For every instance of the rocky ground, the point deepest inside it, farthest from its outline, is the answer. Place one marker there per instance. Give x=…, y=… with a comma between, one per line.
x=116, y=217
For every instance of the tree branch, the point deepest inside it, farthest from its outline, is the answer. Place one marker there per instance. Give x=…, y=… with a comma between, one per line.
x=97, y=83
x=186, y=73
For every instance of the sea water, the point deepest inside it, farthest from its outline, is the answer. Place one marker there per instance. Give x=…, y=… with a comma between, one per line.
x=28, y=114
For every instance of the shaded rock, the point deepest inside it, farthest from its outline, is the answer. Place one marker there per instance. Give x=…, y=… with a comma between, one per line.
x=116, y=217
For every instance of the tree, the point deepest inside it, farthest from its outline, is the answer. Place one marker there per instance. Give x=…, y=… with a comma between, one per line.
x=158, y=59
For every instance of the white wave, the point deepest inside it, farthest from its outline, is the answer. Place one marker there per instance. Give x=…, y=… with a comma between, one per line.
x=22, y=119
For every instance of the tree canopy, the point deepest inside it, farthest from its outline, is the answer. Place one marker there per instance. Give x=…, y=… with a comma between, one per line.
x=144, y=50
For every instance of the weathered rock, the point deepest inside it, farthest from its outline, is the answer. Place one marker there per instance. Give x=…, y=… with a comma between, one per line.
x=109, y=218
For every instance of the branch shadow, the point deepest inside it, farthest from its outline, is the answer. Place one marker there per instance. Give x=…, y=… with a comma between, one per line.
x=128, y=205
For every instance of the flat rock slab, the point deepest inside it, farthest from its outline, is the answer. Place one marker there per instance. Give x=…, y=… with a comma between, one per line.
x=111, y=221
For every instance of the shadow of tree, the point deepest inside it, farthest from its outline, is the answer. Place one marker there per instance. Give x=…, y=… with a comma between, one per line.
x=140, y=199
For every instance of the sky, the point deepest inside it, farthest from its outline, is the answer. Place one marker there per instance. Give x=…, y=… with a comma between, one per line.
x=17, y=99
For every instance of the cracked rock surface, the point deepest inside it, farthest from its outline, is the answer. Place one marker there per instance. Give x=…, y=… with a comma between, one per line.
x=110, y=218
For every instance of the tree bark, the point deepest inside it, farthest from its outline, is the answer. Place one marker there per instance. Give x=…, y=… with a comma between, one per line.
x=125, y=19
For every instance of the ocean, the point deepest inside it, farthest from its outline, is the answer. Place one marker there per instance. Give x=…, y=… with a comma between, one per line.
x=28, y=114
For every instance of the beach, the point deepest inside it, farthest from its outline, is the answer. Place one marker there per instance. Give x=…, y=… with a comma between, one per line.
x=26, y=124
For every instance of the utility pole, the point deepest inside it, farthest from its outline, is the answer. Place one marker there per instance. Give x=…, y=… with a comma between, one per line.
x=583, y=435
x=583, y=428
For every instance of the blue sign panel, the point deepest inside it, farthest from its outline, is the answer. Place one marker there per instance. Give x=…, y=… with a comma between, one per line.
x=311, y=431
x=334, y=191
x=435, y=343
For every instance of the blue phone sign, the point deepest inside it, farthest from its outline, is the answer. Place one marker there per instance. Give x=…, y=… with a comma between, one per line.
++++++++++
→ **DIRECTIONS FOR THIS TASK**
When you answer, retype all of the material exactly as it appears above.

→ **EXERCISE ANSWER**
For every instance of the rocky ground, the point deepest inside it, farthest from its outline, is the answer. Place one marker there per instance. Give x=…, y=… with a comma between, one per line.
x=116, y=217
For every instance of the tree branch, the point deepest inside it, farthest from its outline, is the answer. Place one marker there per instance. Give x=…, y=… with a comma between, one per line.
x=97, y=83
x=186, y=73
For every instance of the sea water, the point deepest inside it, farthest from its outline, is the answer. Place one marker there per instance. Give x=…, y=… with a comma between, one per line.
x=28, y=114
For every instance of the shaded rock, the point deepest inside it, farthest from its outline, is the answer. Place one marker there per instance. Give x=…, y=… with a comma between, one per line.
x=116, y=217
For every instance of the tree, the point deepest inside it, farthest from its outline, is the answer. Place one marker there per instance. Give x=…, y=… with a comma between, one per line.
x=158, y=59
For every instance of the white wave, the point deepest inside it, farthest from its outline, is the answer. Place one marker there per instance. Give x=…, y=… with a comma between, one per line.
x=22, y=119
For every instance of the tree canopy, the point deepest inside it, farthest from its outline, is the answer. Place one marker there per instance. Give x=…, y=… with a comma between, one per line.
x=144, y=50
For every instance of the weathered rock, the point deepest inside it, farthest from its outline, is the answer. Place one marker there per instance. Give x=…, y=… with a comma between, one per line.
x=109, y=218
For every instance of the branch shadow, the point deepest inside it, farthest from its outline, is the answer. Place one marker there per instance. Give x=…, y=… with a comma between, one per line.
x=128, y=205
For every instance of the flat rock slab, the point deepest inside it, farthest from its outline, is the answer. Place one marker there per instance. Give x=…, y=… with a comma between, one per line.
x=111, y=221
For every instance of the shadow of tree, the point deepest inside it, farthest from its outline, is the answer. Place one marker there per instance. Give x=…, y=… with a comma between, one per line.
x=140, y=199
For every instance of the sky, the point deepest inside it, farthest from its outline, is the answer. Place one marker there per instance. Give x=…, y=… with a comma between, one per line.
x=17, y=99
For every instance of the cracked rock surface, the point deepest inside it, farthest from its outline, is the answer. Place one marker there per instance. Give x=…, y=… with a comma between, one per line.
x=110, y=218
For every instance of the tree bark, the point deepest inside it, farthest from its outline, is the answer. Place one marker there per instance. Give x=…, y=… with a comma between, one per line.
x=125, y=19
For every instance of the ocean, the point deepest inside it, farthest from its outline, is the answer. Place one marker there per instance. Give x=…, y=… with a comma between, one per line.
x=28, y=114
For every instance of the beach, the point deepest inside it, farthest from its outline, is the answer. Place one marker there per instance. Give x=…, y=… with a comma between, one per line.
x=26, y=124
For every instance of the utility pole, the point deepest inside it, farthest from its outline, is the answer. Place one marker there per instance. Give x=…, y=… with a comma between, one per line.
x=583, y=435
x=583, y=428
For every instance of the blue sign panel, the point deepest inside it, farthest from its outline, is the answer. Place one marker there per instance. Give x=…, y=… with a comma between, one per line.
x=311, y=431
x=334, y=191
x=435, y=343
For every instance of the blue phone sign, the point deepest inside it, farthest from its outline, is the answer. Place one marker there per instance. Give x=…, y=… with a comma between, one per line.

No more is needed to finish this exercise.